Work to be completed: Copy word for word the stretch of the records from the line containing "of the light" through the end of the records.

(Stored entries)
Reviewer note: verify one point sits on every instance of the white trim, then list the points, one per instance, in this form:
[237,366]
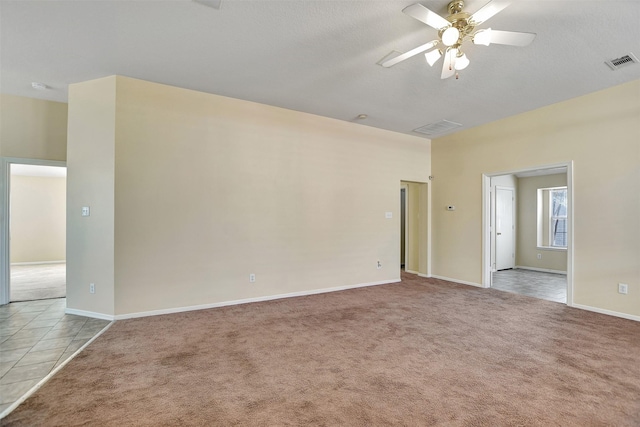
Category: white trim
[551,248]
[487,267]
[40,262]
[405,187]
[486,248]
[462,282]
[40,383]
[607,312]
[248,300]
[5,183]
[514,220]
[543,270]
[89,314]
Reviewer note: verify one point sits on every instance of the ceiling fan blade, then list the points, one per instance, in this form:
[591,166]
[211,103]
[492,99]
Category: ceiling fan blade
[488,10]
[211,3]
[512,38]
[413,52]
[423,14]
[448,68]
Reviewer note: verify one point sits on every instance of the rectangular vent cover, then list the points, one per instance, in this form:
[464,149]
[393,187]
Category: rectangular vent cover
[438,127]
[629,59]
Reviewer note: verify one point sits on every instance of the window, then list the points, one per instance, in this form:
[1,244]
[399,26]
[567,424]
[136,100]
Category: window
[558,218]
[552,217]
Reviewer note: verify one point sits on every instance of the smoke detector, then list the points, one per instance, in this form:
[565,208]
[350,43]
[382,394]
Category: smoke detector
[617,63]
[437,128]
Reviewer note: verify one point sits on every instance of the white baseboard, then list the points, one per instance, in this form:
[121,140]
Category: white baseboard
[64,261]
[40,383]
[247,300]
[462,282]
[89,314]
[543,270]
[608,312]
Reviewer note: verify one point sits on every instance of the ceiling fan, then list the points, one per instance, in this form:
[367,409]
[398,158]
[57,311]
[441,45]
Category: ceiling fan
[454,30]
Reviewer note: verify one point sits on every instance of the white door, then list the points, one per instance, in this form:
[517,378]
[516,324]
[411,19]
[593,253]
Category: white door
[505,232]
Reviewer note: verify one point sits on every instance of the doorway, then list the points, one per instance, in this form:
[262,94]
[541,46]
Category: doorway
[516,217]
[33,223]
[505,228]
[415,225]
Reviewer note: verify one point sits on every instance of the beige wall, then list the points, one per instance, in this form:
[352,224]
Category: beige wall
[90,182]
[209,189]
[32,128]
[38,219]
[527,248]
[600,133]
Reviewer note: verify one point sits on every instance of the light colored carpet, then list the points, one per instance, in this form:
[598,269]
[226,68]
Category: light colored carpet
[38,281]
[422,352]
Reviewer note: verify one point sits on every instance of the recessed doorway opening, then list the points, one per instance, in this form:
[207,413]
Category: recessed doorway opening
[33,243]
[527,232]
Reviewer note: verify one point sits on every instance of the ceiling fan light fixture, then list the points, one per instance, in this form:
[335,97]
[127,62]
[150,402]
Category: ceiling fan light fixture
[462,62]
[482,37]
[433,56]
[450,36]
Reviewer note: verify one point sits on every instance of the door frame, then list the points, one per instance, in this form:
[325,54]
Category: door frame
[405,187]
[5,220]
[486,221]
[514,223]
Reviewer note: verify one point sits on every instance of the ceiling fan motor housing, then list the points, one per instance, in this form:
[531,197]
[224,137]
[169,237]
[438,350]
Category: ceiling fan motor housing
[460,20]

Task output:
Reviewer note: verify one point sits on every instance of the light colored carpet, then list the points, one per instance, in this form:
[598,269]
[226,68]
Category: light colored carpet
[38,281]
[422,352]
Reviewer note: verify one point sits on every instance of the recessed doorway opening, then list the points, one per instance, in this form:
[207,413]
Category: recessed doorway opening
[33,243]
[527,232]
Reviewer note: verify one point sits on every instance of the ceiling fan light fixture, then list the points, one per instance, in this form:
[335,97]
[127,62]
[150,402]
Category: ceiling fan light fixture
[462,62]
[482,37]
[433,56]
[450,36]
Reviewer note: verify one point sits on every instance of the door frame, then list the points, one per instance, in this form:
[325,54]
Category: door frame
[405,187]
[5,220]
[486,221]
[514,223]
Reviewer note: verify one point sits on every instance of the ceiling fan motor housing, then list the points, one per instance, in this form:
[531,197]
[224,137]
[169,237]
[438,350]
Category: ceiling fan motor housing
[460,20]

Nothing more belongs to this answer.